[Task input]
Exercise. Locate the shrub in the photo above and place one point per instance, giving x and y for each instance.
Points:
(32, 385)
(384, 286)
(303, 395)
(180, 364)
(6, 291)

[Exercise prompt]
Go through the entries above and reproduce each one exactly.

[Exercise response]
Exercise. Locate the shrub in the photo above and place one point per instance, giving x and y for each instance.
Points:
(32, 385)
(384, 286)
(303, 395)
(180, 364)
(6, 291)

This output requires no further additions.